• [Task to carry out] Convert each line of the entries below into a JSON list of strings, one string per line, with blank lines omitted.

• [Input records]
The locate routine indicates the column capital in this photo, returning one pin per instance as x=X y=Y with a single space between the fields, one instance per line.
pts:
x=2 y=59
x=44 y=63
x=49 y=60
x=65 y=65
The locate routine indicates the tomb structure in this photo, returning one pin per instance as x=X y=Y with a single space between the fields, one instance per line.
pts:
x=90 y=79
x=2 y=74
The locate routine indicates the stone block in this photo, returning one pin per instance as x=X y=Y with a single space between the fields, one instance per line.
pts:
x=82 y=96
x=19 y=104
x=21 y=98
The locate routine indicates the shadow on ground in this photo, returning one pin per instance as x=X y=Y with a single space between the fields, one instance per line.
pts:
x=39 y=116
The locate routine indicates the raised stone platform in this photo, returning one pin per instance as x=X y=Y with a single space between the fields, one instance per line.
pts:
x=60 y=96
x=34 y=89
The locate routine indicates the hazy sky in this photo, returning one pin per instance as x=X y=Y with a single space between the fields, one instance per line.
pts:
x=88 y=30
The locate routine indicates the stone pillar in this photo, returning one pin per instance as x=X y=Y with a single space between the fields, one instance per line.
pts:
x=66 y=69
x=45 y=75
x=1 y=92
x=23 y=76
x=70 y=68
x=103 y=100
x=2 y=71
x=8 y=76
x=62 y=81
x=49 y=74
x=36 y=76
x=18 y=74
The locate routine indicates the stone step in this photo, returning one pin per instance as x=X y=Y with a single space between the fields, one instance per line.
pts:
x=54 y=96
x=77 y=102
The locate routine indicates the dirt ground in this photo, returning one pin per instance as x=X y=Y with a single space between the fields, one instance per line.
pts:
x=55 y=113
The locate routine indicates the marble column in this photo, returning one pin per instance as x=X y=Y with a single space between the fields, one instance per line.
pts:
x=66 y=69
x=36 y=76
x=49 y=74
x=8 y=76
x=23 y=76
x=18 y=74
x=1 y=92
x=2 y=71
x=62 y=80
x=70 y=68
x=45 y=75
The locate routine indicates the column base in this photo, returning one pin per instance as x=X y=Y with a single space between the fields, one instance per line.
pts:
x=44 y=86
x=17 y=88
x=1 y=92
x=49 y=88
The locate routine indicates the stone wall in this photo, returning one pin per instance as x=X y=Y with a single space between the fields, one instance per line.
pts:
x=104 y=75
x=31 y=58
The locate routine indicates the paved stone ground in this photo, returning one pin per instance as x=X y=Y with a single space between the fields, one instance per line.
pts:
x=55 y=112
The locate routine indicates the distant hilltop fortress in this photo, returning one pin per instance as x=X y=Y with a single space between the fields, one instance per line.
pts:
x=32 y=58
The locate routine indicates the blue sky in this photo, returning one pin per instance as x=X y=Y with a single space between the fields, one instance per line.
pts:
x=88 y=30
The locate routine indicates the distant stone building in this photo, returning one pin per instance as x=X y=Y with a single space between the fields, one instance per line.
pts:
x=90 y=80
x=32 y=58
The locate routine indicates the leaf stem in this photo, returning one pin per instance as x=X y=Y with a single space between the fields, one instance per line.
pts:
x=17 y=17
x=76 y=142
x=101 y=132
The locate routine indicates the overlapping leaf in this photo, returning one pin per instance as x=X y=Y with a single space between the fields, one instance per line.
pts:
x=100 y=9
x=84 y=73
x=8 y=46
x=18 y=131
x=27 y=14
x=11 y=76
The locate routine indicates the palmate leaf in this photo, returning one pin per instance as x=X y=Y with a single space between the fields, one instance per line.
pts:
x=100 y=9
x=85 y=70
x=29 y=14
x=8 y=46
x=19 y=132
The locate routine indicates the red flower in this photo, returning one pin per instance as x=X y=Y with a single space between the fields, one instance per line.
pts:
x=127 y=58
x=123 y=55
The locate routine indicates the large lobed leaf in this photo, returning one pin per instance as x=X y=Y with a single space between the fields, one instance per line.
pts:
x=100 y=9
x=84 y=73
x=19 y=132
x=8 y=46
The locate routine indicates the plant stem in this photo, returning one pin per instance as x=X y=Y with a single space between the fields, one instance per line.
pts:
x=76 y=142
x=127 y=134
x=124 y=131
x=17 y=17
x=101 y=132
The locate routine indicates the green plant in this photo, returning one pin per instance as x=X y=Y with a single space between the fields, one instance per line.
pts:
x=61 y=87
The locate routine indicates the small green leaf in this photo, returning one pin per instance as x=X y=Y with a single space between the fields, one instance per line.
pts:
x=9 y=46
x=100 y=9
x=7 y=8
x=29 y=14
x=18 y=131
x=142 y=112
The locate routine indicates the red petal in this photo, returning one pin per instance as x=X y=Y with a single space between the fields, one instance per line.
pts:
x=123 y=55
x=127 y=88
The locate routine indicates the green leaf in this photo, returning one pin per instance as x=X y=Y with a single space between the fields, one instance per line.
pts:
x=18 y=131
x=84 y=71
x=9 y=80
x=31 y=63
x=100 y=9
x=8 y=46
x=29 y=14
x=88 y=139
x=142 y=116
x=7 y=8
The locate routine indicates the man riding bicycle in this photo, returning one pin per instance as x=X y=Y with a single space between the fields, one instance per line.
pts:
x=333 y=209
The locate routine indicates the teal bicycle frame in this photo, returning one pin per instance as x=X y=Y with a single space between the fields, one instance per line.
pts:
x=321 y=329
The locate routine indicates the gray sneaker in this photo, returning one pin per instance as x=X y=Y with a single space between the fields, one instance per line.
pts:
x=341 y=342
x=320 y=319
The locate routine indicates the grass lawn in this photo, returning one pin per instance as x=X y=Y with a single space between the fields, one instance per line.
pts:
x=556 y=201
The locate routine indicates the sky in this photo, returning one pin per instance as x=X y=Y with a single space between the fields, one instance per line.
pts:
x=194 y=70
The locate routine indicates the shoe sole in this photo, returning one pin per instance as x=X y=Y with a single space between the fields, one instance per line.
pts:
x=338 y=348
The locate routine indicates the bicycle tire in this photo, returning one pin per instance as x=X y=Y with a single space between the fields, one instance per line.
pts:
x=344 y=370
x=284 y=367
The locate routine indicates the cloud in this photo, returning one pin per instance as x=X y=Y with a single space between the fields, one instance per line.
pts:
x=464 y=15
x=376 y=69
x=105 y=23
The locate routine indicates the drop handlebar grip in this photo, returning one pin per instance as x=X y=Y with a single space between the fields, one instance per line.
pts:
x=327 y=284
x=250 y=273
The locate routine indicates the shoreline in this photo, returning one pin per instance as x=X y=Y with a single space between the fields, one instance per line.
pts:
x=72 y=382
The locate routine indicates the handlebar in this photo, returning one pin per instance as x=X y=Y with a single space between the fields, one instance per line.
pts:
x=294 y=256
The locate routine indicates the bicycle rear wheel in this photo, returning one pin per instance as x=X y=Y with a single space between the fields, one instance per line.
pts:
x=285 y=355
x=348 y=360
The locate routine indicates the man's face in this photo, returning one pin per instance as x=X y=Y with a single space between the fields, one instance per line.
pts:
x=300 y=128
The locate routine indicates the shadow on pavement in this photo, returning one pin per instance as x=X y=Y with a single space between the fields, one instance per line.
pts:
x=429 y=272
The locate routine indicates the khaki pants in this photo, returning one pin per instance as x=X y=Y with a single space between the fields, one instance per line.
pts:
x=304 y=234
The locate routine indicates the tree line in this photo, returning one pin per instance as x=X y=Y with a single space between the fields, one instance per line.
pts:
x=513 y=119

• [Exercise solution]
[
  "The locate routine indicates the column capital in this photo, returning one pin per instance as x=X y=Y with a single space between the fields, one instance per line.",
  "pts:",
  "x=2 y=59",
  "x=44 y=63",
  "x=49 y=60",
  "x=65 y=65",
  "The locate routine indicates the tomb structure in this photo, returning one pin per instance as x=X y=Y with a single space between the fields, one instance per line.",
  "pts:",
  "x=90 y=79",
  "x=2 y=74",
  "The locate routine indicates the stone block in this photo, returning one pin per instance as x=X y=Y with a single space between the fields, one instance per line.",
  "pts:",
  "x=82 y=96",
  "x=19 y=104",
  "x=21 y=98",
  "The locate routine indicates the shadow on ground in this photo, returning one pin per instance as x=X y=Y with a single space between the fields, one instance per line.",
  "pts:",
  "x=39 y=116",
  "The locate routine indicates the raised stone platform in this photo, returning one pin per instance as x=X y=Y with a single space between the fields, one instance per line.",
  "pts:",
  "x=60 y=96",
  "x=34 y=89",
  "The locate routine indicates the hazy sky in this photo, returning one pin per instance as x=X y=Y with a single space between the fields, one instance per line.",
  "pts:",
  "x=88 y=30",
  "The locate routine indicates the stone pillar in this photo, returning one pin per instance as x=X y=Y with a single space between the fields, one instance per line.",
  "pts:",
  "x=66 y=69",
  "x=45 y=75",
  "x=1 y=92",
  "x=23 y=76",
  "x=70 y=68",
  "x=103 y=100",
  "x=2 y=71",
  "x=8 y=76",
  "x=62 y=81",
  "x=49 y=74",
  "x=36 y=76",
  "x=18 y=74",
  "The locate routine indicates the stone step in this photo, returning one pin per instance as x=X y=Y with a single space between the fields, one instance per line.",
  "pts:",
  "x=54 y=96",
  "x=77 y=102",
  "The locate routine indicates the dirt ground in this photo, returning one pin per instance as x=X y=Y with a single space between the fields, one instance per line.",
  "pts:",
  "x=55 y=113",
  "The locate routine indicates the marble column in this photo, returning one pin per instance as x=X y=Y with a single space between the fields, one instance per line.",
  "pts:",
  "x=66 y=69",
  "x=36 y=76",
  "x=49 y=74",
  "x=8 y=76",
  "x=23 y=76",
  "x=18 y=74",
  "x=1 y=92",
  "x=2 y=71",
  "x=62 y=80",
  "x=70 y=68",
  "x=45 y=75",
  "The locate routine indicates the column base in this photo, returning one pin per instance as x=X y=Y with a single space between the fields, one instance per line.",
  "pts:",
  "x=44 y=86",
  "x=17 y=88",
  "x=1 y=92",
  "x=49 y=88",
  "The locate routine indicates the stone wall in this photo, returning one pin per instance as x=X y=Y with a single space between the fields, one instance per line.",
  "pts:",
  "x=104 y=75",
  "x=31 y=58",
  "The locate routine indicates the paved stone ground in this photo, returning one pin per instance as x=X y=Y with a single space between the fields, one instance per line.",
  "pts:",
  "x=55 y=112",
  "The locate routine indicates the distant hilltop fortress in this photo, returning one pin per instance as x=X y=Y with a single space between the fields, one instance per line.",
  "pts:",
  "x=32 y=58",
  "The locate routine indicates the blue sky in this photo, returning one pin per instance as x=X y=Y with a single space between the fields, one instance per line.",
  "pts:",
  "x=88 y=30",
  "The locate routine indicates the distant stone building in this photo, returning one pin per instance as x=X y=Y with a single space between the fields, one instance per line.",
  "pts:",
  "x=90 y=80",
  "x=32 y=58",
  "The locate routine indicates the leaf stem in this photo, returning one pin per instance as x=X y=Y with a single space between the fields, one instance per line.",
  "pts:",
  "x=17 y=17",
  "x=76 y=142",
  "x=101 y=132",
  "The locate routine indicates the overlapping leaf in this photo, returning one pin per instance as x=X y=Y with a single space between the fields, one instance per line.",
  "pts:",
  "x=100 y=9",
  "x=84 y=73",
  "x=8 y=46",
  "x=18 y=131",
  "x=27 y=14",
  "x=11 y=76",
  "The locate routine indicates the palmate leaf in this photo, returning one pin per instance as x=X y=Y with a single space between the fields, one instance per line.",
  "pts:",
  "x=100 y=9",
  "x=85 y=70",
  "x=29 y=14",
  "x=8 y=46",
  "x=19 y=132",
  "The locate routine indicates the red flower in this photo, returning one pin per instance as x=X y=Y with a single space between the fields, one instance per line.",
  "pts:",
  "x=127 y=58",
  "x=123 y=55",
  "The locate routine indicates the large lobed leaf in this photo, returning one pin per instance as x=X y=Y with a single space between the fields, one instance per line.",
  "pts:",
  "x=100 y=9",
  "x=84 y=73",
  "x=19 y=132",
  "x=8 y=46",
  "The locate routine indicates the plant stem in this photo, returning one pin per instance as x=X y=Y with a single space between the fields, one instance per line.",
  "pts:",
  "x=76 y=142",
  "x=127 y=134",
  "x=124 y=131",
  "x=17 y=17",
  "x=101 y=132",
  "The locate routine indicates the green plant in this photo, returning one pin per instance as x=X y=Y with a single space between the fields, one instance per line.",
  "pts:",
  "x=61 y=87",
  "The locate routine indicates the small green leaf in this photo, returning one pin per instance as x=X y=Y with a single space between the fields, one instance per line.",
  "pts:",
  "x=9 y=46",
  "x=100 y=9",
  "x=7 y=8",
  "x=29 y=14",
  "x=18 y=131",
  "x=142 y=112",
  "The locate routine indicates the red petal in this photo, returning one pin per instance as x=X y=Y with a single space between the fields, one instance per line.",
  "pts:",
  "x=123 y=55",
  "x=127 y=88",
  "The locate routine indicates the green leaf in this photo, returning one pin per instance as x=X y=Y with a single space between the fields, one instance per line.",
  "pts:",
  "x=18 y=131",
  "x=84 y=71",
  "x=9 y=80",
  "x=31 y=63",
  "x=100 y=9",
  "x=8 y=46",
  "x=29 y=14",
  "x=88 y=139",
  "x=142 y=116",
  "x=7 y=8",
  "The locate routine indicates the man riding bicycle in this photo, returning one pin per instance as x=X y=Y with a single space between the fields, one instance per line.",
  "pts:",
  "x=333 y=209",
  "The locate routine indicates the teal bicycle frame in this photo, returning one pin per instance as x=X y=Y with a single space between the fields, one instance per line.",
  "pts:",
  "x=321 y=329",
  "The locate routine indicates the gray sneaker in this photo, returning one pin per instance as x=X y=Y with a single space between the fields, one instance per line.",
  "pts:",
  "x=341 y=342",
  "x=320 y=319",
  "The locate routine indicates the grass lawn in this photo, returning one pin per instance as x=X y=Y with a single space between the fields, one instance per line.",
  "pts:",
  "x=556 y=201",
  "The locate routine indicates the sky in this photo, returning one pin per instance as x=X y=Y with a single space between the fields, one instance per line.",
  "pts:",
  "x=194 y=70",
  "The locate routine indicates the shoe sole in this photo, returning one pin per instance as x=X y=Y with a single space between the fields, one instance per line.",
  "pts:",
  "x=338 y=348",
  "The locate routine indicates the bicycle tire in this photo, returning one pin per instance as x=X y=Y with a single space between the fields, one instance per line.",
  "pts:",
  "x=344 y=370",
  "x=284 y=367",
  "The locate routine indicates the cloud in this photo, returning one pin per instance as x=X y=Y with a single space between the fields, one instance per line.",
  "pts:",
  "x=464 y=15",
  "x=376 y=69",
  "x=105 y=23",
  "The locate routine indicates the drop handlebar grip in this photo, returning one pin per instance as x=X y=Y with a single space between the fields, one instance per line.",
  "pts:",
  "x=327 y=284",
  "x=250 y=273",
  "The locate routine indicates the shoreline in this photo, returning one pin per instance as x=X y=Y with a single space between the fields, one instance per line.",
  "pts:",
  "x=72 y=382",
  "The locate routine indicates the handlebar in this photo, returning one pin per instance as x=X y=Y with a single space between the fields, one instance per line.",
  "pts:",
  "x=294 y=256",
  "The locate routine indicates the bicycle rear wheel in this photo, returning one pin per instance as x=X y=Y with a single space between the fields, one instance per line.",
  "pts:",
  "x=285 y=355",
  "x=348 y=360",
  "The locate routine indicates the man's face in this photo, returning one pin per instance as x=X y=Y with a single space between the fields, one instance per line.",
  "pts:",
  "x=300 y=128",
  "The locate routine indicates the shadow on pavement in this photo, returning one pin per instance as x=X y=Y with a single space between the fields, one instance per line.",
  "pts:",
  "x=429 y=272",
  "The locate routine indicates the khaki pants in this photo, returning one pin per instance as x=X y=Y with a single space between the fields, one instance per line.",
  "pts:",
  "x=304 y=234",
  "The locate routine indicates the tree line in this photo, returning one pin per instance as x=X y=Y with a single space between the fields, one instance per line.",
  "pts:",
  "x=513 y=119"
]